* **Problem to work on**
Return, exactly, the line that contains "pixel 134 398" together with all lines after it to the end of the entries, and no further lines.
[[ Dataset open ]]
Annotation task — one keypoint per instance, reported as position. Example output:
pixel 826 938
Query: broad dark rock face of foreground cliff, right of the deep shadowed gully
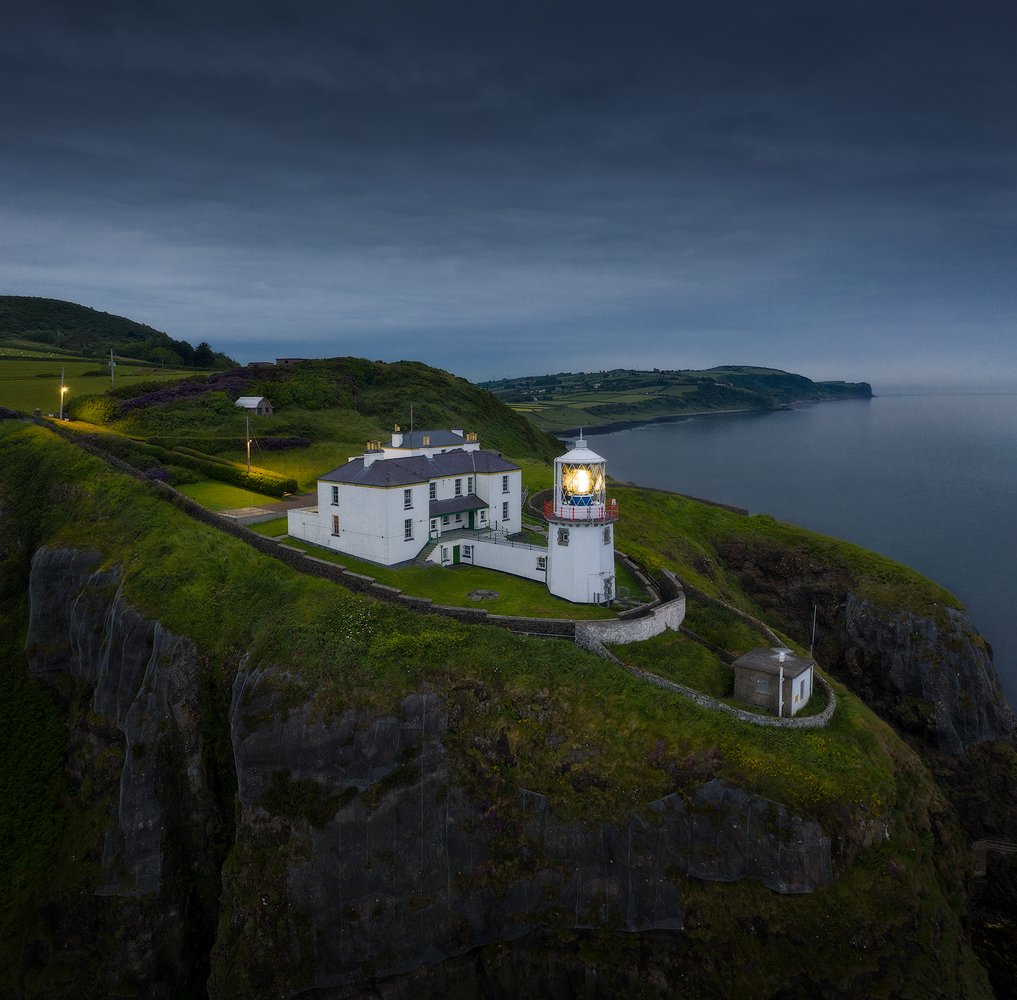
pixel 393 862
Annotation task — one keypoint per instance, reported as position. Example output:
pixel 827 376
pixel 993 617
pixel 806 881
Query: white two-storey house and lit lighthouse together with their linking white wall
pixel 439 496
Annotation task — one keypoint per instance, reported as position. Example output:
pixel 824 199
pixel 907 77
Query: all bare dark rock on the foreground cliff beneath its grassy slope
pixel 364 848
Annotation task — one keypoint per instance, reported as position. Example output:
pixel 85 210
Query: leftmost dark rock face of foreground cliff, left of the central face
pixel 137 755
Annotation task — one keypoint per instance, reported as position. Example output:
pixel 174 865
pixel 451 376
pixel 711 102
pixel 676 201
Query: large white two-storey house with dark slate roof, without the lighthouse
pixel 387 505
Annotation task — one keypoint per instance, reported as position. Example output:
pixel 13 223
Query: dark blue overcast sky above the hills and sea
pixel 509 190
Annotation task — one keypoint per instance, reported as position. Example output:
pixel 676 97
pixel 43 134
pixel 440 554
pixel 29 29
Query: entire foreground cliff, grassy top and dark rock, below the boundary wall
pixel 274 786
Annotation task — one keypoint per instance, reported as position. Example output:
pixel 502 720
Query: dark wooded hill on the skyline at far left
pixel 83 332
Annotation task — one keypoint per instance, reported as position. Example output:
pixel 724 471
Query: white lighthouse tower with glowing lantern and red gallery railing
pixel 581 530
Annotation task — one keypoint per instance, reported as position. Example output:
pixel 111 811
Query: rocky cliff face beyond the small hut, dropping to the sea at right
pixel 934 679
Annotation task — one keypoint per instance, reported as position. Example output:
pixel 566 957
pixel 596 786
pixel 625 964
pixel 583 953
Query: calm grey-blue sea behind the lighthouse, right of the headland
pixel 929 481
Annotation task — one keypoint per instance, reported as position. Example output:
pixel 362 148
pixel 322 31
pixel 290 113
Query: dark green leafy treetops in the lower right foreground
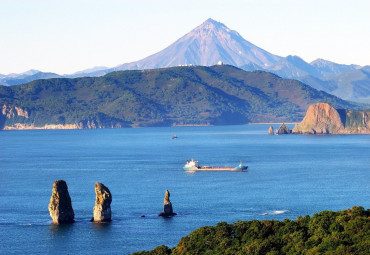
pixel 345 232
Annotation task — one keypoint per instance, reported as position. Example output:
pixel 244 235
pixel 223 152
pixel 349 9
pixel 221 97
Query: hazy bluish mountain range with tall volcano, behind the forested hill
pixel 212 42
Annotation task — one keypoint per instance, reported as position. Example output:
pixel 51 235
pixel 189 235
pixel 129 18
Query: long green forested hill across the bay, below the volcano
pixel 162 97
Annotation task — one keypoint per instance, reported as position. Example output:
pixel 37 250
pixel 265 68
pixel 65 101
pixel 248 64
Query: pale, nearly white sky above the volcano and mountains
pixel 71 35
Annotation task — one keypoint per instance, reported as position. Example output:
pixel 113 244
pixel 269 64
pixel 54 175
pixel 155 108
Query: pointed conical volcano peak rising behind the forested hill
pixel 207 44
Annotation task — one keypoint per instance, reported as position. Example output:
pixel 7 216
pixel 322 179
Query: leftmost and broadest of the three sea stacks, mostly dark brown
pixel 60 206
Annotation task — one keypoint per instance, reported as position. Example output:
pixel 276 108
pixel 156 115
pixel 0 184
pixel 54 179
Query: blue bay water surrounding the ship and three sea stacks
pixel 288 176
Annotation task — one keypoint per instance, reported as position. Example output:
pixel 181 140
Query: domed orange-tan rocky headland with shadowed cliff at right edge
pixel 322 118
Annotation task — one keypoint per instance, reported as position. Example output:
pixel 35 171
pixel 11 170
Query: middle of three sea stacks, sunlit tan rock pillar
pixel 102 210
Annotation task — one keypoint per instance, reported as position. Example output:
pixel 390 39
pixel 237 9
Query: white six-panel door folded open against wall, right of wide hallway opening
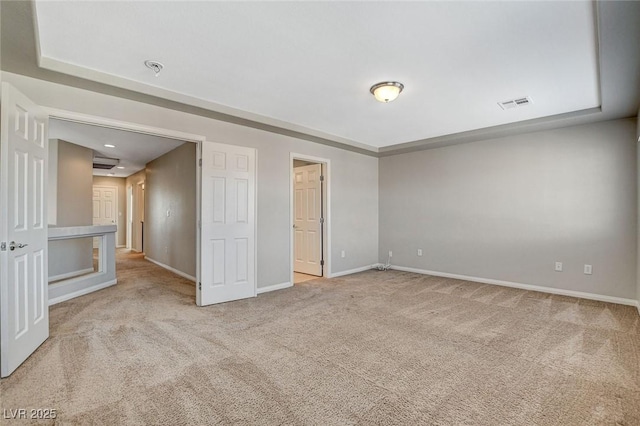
pixel 228 216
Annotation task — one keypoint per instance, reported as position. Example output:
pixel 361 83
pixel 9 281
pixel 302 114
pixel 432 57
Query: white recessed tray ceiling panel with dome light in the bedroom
pixel 308 66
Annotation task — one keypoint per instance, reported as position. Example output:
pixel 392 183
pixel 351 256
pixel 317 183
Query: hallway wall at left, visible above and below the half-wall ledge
pixel 74 208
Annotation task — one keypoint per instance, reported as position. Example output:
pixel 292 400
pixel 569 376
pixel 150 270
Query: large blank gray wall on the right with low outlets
pixel 508 208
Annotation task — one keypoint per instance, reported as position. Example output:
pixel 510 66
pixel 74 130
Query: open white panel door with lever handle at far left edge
pixel 24 309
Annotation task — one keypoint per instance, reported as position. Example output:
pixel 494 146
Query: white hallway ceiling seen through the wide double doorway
pixel 134 150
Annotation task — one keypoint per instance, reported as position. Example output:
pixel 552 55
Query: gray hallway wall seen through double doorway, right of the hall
pixel 171 186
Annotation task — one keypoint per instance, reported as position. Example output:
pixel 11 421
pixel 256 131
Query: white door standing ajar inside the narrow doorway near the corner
pixel 307 238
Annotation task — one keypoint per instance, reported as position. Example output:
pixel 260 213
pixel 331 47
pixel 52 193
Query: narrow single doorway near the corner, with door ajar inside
pixel 309 218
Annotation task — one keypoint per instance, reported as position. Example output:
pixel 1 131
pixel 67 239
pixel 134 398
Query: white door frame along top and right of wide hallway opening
pixel 75 117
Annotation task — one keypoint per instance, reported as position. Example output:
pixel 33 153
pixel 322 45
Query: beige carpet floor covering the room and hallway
pixel 372 348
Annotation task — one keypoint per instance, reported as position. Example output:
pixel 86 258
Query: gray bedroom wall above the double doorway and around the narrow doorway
pixel 353 177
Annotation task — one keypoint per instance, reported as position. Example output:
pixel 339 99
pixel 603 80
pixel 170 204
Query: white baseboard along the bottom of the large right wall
pixel 530 287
[[ Dataset closed ]]
* **Solution to the exercise**
pixel 134 398
Query: white door frame along top and right of wide hallway opening
pixel 75 117
Annotation task — one keypoint per instance, reported as position. Example output:
pixel 33 153
pixel 322 45
Query: beige carpet floor covering the room and hallway
pixel 372 348
Annotation task — one keypoint per instance, reported as position. Example output:
pixel 86 258
Query: gray bedroom wall above the double doorway and around the narrow doorway
pixel 353 177
Annotation task — one keypoint per instance, reported as position. Example output:
pixel 339 99
pixel 603 80
pixel 170 204
Query: white baseboard along the bottom of the large right wall
pixel 530 287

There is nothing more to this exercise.